[TRY IT]: In the entries below, filter for the word "building" and copy every matching line.

Excerpts from a dataset:
-------------------------

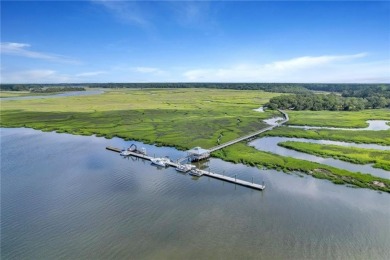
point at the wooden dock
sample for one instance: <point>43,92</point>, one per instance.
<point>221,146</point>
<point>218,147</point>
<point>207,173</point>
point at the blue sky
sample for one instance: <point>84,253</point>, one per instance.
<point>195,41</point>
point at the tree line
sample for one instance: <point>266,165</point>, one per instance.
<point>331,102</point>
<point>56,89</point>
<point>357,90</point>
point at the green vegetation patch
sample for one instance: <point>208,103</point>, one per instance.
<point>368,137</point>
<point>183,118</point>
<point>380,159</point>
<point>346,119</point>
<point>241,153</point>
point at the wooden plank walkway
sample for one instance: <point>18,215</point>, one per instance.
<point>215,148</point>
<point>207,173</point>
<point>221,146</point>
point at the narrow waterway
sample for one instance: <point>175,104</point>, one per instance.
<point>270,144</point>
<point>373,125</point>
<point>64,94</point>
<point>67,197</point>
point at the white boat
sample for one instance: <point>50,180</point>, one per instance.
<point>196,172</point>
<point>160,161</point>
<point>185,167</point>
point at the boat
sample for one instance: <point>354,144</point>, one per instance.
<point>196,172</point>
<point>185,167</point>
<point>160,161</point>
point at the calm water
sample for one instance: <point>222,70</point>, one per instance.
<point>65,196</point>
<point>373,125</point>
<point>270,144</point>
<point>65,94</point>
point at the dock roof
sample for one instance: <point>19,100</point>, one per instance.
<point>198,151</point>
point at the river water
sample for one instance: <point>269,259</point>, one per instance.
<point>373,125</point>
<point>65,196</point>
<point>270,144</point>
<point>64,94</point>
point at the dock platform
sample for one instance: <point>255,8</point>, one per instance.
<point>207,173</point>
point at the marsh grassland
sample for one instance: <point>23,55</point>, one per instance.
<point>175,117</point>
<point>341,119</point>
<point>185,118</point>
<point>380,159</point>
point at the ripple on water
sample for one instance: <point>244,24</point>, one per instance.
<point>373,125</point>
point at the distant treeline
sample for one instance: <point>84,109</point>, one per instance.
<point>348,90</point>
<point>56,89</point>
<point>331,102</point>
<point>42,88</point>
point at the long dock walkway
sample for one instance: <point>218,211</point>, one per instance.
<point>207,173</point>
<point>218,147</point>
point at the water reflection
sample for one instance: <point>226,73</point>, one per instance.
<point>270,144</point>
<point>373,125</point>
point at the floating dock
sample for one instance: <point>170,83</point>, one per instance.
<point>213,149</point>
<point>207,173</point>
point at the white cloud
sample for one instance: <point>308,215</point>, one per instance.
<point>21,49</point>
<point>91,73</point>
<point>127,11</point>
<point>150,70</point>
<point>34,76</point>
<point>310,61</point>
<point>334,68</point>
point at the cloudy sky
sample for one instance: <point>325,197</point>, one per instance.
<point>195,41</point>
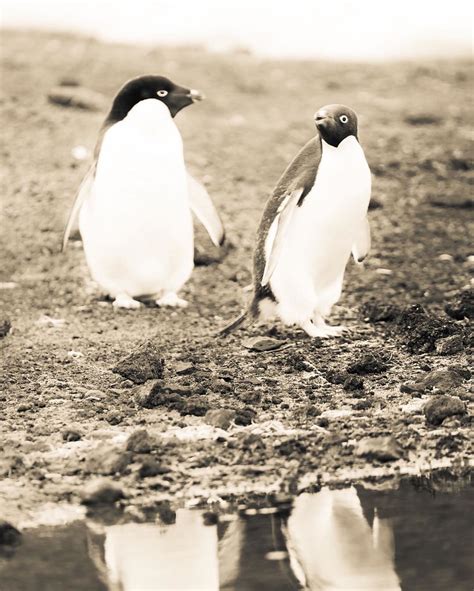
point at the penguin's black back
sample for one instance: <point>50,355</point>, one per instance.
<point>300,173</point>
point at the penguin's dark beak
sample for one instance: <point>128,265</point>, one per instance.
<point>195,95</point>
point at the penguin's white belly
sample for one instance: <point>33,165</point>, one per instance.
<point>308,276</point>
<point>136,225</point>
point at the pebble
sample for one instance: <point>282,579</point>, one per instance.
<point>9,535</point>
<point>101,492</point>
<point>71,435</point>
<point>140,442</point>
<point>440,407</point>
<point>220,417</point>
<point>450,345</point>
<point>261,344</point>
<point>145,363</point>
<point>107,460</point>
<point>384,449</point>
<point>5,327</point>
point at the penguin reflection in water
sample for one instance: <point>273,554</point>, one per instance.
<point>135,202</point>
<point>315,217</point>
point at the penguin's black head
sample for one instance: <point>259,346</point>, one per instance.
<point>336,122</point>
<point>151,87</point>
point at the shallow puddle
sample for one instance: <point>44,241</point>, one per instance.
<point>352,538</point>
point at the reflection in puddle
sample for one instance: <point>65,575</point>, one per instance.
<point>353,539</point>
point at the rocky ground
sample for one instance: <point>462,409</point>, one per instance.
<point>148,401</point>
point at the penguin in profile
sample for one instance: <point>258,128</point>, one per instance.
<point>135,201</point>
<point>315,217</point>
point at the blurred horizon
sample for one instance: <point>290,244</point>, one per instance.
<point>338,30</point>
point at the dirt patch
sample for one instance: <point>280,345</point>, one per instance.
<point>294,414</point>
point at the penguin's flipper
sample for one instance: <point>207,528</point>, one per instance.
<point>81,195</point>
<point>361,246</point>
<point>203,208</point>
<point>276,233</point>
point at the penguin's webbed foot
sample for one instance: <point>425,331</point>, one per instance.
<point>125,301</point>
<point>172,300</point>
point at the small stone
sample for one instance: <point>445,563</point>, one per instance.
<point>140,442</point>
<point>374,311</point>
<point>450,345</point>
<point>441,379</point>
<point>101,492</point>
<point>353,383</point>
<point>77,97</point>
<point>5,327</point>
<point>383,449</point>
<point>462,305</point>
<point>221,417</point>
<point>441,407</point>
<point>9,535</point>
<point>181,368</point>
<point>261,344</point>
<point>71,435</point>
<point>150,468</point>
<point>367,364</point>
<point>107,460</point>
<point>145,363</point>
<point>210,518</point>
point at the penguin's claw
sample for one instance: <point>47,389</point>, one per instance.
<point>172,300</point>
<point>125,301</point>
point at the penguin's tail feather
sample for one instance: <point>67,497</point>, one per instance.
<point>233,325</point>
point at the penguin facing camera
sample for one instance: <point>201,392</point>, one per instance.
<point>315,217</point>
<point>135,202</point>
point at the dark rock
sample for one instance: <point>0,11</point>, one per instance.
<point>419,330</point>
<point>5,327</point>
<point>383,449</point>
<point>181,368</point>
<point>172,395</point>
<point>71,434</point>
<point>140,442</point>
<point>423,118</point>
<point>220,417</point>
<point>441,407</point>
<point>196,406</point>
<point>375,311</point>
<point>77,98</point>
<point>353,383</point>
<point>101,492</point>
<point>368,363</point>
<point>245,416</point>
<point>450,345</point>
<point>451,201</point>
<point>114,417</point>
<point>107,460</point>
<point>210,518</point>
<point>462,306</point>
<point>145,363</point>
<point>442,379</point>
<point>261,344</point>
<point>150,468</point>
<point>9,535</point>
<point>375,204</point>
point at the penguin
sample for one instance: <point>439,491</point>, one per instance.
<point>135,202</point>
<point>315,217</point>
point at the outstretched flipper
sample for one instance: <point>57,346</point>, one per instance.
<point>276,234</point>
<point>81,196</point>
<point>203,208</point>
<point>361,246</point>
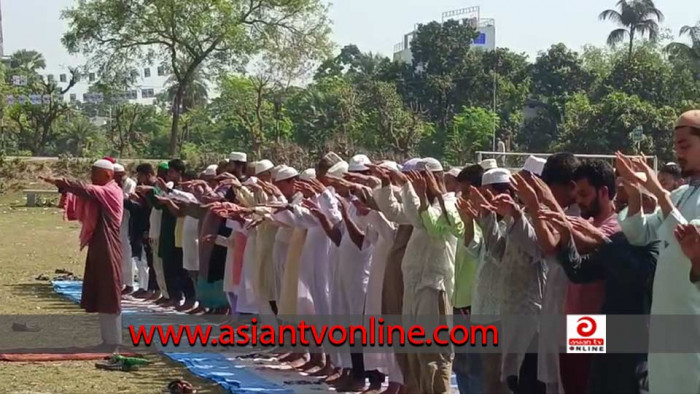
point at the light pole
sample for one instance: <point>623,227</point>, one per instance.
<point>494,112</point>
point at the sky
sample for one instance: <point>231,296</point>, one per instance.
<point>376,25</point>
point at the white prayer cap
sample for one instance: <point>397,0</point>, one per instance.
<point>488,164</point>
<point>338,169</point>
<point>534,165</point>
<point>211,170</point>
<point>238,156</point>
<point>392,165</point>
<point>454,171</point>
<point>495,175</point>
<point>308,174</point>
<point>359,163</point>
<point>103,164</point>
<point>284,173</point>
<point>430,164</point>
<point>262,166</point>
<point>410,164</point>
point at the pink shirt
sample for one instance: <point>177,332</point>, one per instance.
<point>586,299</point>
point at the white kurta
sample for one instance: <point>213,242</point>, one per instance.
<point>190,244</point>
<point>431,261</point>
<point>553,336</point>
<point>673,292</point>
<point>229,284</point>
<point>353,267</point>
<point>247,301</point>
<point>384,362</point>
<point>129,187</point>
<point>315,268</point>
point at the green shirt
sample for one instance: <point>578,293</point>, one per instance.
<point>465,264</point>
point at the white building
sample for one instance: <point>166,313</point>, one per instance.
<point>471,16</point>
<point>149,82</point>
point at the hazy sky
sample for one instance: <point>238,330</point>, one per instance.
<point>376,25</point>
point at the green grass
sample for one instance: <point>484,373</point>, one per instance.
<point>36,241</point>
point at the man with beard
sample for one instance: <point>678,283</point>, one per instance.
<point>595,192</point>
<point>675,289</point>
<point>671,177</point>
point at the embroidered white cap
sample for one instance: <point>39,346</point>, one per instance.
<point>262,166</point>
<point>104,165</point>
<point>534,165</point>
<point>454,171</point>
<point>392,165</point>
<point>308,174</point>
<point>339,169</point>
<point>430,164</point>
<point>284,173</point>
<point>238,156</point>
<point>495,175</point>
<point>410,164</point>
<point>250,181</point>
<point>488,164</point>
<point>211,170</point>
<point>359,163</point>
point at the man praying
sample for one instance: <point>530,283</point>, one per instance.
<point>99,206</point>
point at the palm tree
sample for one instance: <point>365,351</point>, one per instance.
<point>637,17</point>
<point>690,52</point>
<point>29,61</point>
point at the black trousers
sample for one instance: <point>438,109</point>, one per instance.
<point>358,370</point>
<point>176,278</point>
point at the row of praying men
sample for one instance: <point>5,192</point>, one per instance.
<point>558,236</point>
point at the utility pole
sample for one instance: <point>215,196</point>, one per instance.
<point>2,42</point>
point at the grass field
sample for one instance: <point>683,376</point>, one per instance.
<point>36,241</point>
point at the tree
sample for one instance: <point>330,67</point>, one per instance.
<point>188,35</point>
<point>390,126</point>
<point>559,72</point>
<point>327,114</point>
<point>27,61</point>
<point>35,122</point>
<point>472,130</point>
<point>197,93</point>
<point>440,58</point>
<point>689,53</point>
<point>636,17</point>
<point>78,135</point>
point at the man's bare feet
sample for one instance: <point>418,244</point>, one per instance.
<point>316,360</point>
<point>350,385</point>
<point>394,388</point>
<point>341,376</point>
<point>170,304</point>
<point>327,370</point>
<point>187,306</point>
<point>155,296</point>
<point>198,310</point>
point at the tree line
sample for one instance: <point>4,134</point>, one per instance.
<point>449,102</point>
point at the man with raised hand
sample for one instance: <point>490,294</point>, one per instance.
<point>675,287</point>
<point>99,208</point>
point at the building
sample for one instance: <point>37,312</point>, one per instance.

-------------------------

[OUTPUT]:
point at the white building
point at the building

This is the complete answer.